## Document extract
☆ ☆ ☆ ☆ ☆ ☆ ☆
The result is that the road network starts impacting negatively on the economy because (especially in urban areas) once the network reaches breaking point it simply jams up and economic activity grinds to a halt. Bus services on the other hand, have the potential to be a virtual circle where improvements create greater demand which in turn contributes to further improvements, and at each stage the impact on the road network is reduced as more motorists shift to buses, which in turn benefits all road users and those who live near them.

However, altogether the Integrated Sustainability Appraisal is highly revealing and clearly demonstrates that the negative social and environmental impacts of road-building vastly outweigh any perceived economic benefits. As previously highlighted, economic benefits are only useful in terms of how they benefit people, and if they have such high social costs – on people – it is a nonsense to pursue them. And in the context of the climate emergency and the crisis in biodiversity the negative impacts simply cannot be justified.


The TFSE Draft Strategy has much to be welcomed and already articulates a clear break from past strategies that have done so much damage to our natural environment and to our health and wellbeing. However there is still much to improve.

First and foremost, the 2050 net-zero goal is simply too little too late. It needs to be actually zero and by 2030 at the latest. This isn’t just our opinion, it is the internationally-recognised scientific consensus. The Big Lemon is aware that the 2050 target is consistent with established government strategy, but the fact that UK Government strategy is nowhere near ambitious enough does not mean that this strategy should not be either.
☆ ☆ ☆ ☆ ☆ ☆ ☆
## Available data

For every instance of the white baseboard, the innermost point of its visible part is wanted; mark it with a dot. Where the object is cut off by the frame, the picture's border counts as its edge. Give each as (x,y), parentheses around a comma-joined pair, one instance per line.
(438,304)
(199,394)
☆ ☆ ☆ ☆ ☆ ☆ ☆
## Written instruction 1
Please say whether each statement agrees with the response to the TFSE Draft Strategy: (a) it says the net-zero goal should be reached by 2030 at the latest; (b) it says the TFSE Draft Strategy has nothing to be welcomed; (c) it says the Integrated Sustainability Appraisal shows that the economic benefits of road-building outweigh its social and environmental impacts. Answer yes or no for each, and quote the words of the response that decide it.
## Written instruction 2
Write the next part of the response to the TFSE Draft Strategy, picking up after its last sentence.

## Exercise output 1
(a) Yes: "It needs to be actually zero and by 2030 at the latest."
(b) No: "The TFSE Draft Strategy has much to be welcomed"
(c) No: "clearly demonstrates that the negative social and environmental impacts of road-building vastly outweigh any perceived economic benefits"

## Exercise output 2
Secondly, there is much too much emphasis on roads as part of the solution. Headline solutions are too often “road and rail” where they should actually be “active travel” and “public transport”. Where roads are part of the solution, the emphasis should be on re-purposing existing roads into a network of active travel corridors.

Finally, while it is appropriate that benefits are considered in terms of their environmental, social or economic benefit; we should not forget that these ‘benefits’ are only beneficial in terms of how they impact on people. If people suffer from congestion, air and noise pollution and have lost their favourite dog-walking space to a new road scheme they are not going to be comforted by the knowledge that the South East’s economy grew by 1.3% last year. We need to move away from abstract goals and ‘growth for the sake of it’ to what actually improves people’s lives.